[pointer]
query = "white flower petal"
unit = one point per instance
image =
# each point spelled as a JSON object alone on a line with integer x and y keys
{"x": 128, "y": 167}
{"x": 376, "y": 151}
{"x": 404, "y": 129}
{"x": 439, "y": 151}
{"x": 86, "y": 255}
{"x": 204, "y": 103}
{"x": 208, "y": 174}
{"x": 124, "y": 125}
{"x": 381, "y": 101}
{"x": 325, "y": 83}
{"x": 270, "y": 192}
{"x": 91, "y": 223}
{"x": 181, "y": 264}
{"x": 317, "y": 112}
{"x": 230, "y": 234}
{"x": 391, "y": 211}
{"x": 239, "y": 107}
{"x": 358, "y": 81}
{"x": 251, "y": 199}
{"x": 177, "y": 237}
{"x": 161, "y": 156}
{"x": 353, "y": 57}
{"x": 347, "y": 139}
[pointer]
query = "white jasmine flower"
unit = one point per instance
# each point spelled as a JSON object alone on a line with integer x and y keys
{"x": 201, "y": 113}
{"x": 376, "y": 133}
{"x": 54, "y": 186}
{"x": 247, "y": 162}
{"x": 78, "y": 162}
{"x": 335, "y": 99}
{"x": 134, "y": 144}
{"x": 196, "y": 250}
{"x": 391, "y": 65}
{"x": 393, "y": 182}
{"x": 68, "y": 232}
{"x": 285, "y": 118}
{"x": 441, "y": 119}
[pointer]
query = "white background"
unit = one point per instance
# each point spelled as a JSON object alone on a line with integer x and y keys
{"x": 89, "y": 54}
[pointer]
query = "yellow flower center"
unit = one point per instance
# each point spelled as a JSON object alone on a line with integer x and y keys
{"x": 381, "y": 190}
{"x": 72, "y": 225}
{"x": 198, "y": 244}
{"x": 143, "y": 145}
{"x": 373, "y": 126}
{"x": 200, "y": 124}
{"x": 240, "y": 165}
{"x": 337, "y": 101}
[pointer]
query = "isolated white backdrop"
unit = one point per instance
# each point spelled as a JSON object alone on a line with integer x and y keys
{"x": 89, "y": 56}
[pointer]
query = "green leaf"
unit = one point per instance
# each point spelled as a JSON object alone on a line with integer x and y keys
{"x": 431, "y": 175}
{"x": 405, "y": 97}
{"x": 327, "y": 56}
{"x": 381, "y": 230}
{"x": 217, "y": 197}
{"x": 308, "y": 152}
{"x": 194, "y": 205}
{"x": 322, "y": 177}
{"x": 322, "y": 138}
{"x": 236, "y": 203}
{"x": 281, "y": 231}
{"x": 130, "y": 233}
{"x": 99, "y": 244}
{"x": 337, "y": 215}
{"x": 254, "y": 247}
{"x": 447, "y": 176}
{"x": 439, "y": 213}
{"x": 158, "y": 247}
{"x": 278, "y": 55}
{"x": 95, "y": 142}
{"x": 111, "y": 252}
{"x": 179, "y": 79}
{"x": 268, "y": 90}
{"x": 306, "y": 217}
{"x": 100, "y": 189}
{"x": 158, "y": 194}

========================

◆ Assignment
Using the listing above, report each line that mentions the word "white".

◆ Your response
query = "white flower petal"
query = "white jasmine flower"
query = "white background"
query = "isolated white backdrop"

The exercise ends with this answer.